=== AUSZUG ZUM LESEN ===

AboAbonnieren

„Wenn wir Platz haben, nehmen wir sie auf“Frauenhaus in Rhein-Erft ist fast immer voll belegt

Lesezeit 3 Minuten
Eine Frau steht an einem Fenster. Zu sehen ist nur ihre dunkle Silhouette.

Seit der Pandemie ist die Zahl der Opfer von häuslicher Gewalt gestiegen, viele suchen Schutz in Frauenhäusern. (Symbolbild)

Im Rhein-Erft-Kreis sind oft alle Plätze im Frauenhaus belegt – die aktuelle Wohnungsmarktsituation verschärft die Lage.

Wohin kann sich eine Frau wenden, wenn sie sich zu Hause nicht mehr sicher fühlt, es einfach nicht mehr aushält? Sie muss den Mut finden. Kontakt aufnehmen, ohne dass dies jemand mitbekommt. Den richtigen Zeitpunkt abpassen, wenn der Ehemann nicht da ist. Solchen Situation sehen sich seit der Corona-Pandemie immer mehr Frauen ausgesetzt. Viele suchen Schutz in Frauenhäusern. Doch die Einrichtungen stoßen an ihre Grenzen.

Auch das Frauenhaus im Rhein-Erft-Kreis hat selten freie Plätze – und das nicht erst seit der Pandemie. Die Plätze seien eigentlich immer voll, sagt Margot Ernzerhof, die im Frauenhaus tätig ist. Auch momentan sei das Haus belegt. „Meiner Meinung nach hatten die Frauen während Corona keine Möglichkeit, sich Hilfe zu holen“, vermutet sie. Mehr Zeit Zuhause wie etwa im Homeoffice bedeute in Gewaltbeziehungen auch mehr Kontrolle.

=== QUELLENMATERIAL ===

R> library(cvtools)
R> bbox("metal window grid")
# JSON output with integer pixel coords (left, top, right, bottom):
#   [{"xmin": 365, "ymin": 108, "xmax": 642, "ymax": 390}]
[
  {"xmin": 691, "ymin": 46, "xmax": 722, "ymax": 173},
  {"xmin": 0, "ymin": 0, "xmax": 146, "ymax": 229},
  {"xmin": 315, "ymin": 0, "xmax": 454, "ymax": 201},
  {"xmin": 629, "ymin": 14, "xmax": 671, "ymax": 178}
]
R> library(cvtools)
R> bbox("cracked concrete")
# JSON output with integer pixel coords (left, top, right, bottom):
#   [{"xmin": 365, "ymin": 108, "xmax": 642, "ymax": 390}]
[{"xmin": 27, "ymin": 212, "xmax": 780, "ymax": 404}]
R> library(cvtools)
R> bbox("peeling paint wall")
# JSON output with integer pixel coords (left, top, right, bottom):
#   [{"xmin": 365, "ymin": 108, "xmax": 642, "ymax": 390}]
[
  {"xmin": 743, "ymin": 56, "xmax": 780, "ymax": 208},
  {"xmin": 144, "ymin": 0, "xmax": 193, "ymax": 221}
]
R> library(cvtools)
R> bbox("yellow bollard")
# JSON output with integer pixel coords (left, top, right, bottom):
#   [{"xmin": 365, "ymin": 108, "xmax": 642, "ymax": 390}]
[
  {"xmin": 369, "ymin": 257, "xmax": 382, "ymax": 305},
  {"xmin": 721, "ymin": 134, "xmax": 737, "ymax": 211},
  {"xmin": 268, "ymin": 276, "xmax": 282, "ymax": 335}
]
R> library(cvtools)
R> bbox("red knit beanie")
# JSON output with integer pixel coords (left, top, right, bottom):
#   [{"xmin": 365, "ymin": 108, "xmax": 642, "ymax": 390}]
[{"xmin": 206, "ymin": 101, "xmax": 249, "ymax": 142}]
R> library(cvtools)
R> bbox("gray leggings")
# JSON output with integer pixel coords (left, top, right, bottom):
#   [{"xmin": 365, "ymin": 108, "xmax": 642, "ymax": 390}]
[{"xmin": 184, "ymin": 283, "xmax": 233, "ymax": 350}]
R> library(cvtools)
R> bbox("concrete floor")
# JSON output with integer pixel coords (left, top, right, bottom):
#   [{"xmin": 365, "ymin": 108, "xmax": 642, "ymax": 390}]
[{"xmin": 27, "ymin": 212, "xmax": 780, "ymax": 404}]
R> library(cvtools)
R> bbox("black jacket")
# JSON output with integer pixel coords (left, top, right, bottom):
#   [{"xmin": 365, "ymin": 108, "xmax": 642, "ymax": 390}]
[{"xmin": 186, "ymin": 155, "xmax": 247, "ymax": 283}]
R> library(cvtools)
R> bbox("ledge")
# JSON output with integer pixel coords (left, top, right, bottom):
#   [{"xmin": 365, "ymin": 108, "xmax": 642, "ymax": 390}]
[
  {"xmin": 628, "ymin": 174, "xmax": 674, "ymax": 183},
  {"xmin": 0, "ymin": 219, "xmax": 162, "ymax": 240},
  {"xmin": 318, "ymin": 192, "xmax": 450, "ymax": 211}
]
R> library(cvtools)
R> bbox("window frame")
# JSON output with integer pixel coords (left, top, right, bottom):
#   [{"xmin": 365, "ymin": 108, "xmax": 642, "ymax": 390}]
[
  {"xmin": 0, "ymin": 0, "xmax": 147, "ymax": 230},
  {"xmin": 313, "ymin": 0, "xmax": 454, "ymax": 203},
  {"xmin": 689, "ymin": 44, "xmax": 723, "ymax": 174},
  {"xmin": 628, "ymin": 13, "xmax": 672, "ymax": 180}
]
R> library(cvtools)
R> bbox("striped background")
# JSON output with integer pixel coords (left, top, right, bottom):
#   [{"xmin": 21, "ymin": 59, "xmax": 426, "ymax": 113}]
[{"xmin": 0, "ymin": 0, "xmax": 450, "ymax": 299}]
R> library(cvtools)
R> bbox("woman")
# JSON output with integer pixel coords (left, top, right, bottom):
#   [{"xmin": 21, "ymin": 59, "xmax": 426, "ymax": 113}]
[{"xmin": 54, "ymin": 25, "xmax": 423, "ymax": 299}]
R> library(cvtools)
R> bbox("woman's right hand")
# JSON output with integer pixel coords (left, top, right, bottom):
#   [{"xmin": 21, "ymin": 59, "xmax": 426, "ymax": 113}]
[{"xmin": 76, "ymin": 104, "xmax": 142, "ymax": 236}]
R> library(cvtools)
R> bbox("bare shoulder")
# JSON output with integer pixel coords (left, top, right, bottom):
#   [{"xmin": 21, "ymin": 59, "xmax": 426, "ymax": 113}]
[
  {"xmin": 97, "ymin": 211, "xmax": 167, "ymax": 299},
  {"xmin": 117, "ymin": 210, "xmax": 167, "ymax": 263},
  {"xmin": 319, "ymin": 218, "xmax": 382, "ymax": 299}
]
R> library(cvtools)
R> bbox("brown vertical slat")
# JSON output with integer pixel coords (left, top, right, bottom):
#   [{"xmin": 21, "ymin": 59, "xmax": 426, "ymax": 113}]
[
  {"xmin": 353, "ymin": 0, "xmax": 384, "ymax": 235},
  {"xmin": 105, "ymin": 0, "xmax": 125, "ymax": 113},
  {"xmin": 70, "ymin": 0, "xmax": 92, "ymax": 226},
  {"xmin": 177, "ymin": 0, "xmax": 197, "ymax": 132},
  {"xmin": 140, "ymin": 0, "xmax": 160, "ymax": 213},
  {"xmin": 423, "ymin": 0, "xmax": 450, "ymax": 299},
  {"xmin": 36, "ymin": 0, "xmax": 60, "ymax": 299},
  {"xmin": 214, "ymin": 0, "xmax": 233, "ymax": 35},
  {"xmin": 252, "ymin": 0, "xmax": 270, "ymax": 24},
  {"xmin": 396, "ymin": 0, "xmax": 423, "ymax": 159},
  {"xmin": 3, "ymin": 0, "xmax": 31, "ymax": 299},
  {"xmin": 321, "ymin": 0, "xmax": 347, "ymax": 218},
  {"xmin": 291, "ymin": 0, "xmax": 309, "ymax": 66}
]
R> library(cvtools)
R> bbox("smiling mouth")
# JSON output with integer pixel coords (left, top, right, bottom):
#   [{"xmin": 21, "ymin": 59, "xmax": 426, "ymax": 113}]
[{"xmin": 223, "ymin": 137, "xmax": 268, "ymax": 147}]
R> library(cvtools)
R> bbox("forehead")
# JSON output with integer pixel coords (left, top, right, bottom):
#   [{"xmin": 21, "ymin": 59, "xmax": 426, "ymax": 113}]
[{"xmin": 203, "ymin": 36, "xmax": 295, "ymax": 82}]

===

• **DEINE AUFGABE**
Stimmen diese Aussagen mit dem Text über das Frauenhaus im Rhein-Erft-Kreis überein? Antworte zu jeder Aussage mit Ja oder Nein und zitiere die entscheidenden Worte des Textes wörtlich.
1. Das Frauenhaus im Rhein-Erft-Kreis ist erst seit der Pandemie meist voll belegt.
2. Margot Ernzerhof arbeitet im Frauenhaus.
3. Die aktuelle Lage auf dem Wohnungsmarkt verschärft die Situation.

• **ANTWORT ZUR AUFGABE**
1. Nein: „Auch das Frauenhaus im Rhein-Erft-Kreis hat selten freie Plätze – und das nicht erst seit der Pandemie.“
2. Ja: „sagt Margot Ernzerhof, die im Frauenhaus tätig ist“
3. Ja: „die aktuelle Wohnungsmarktsituation verschärft die Lage“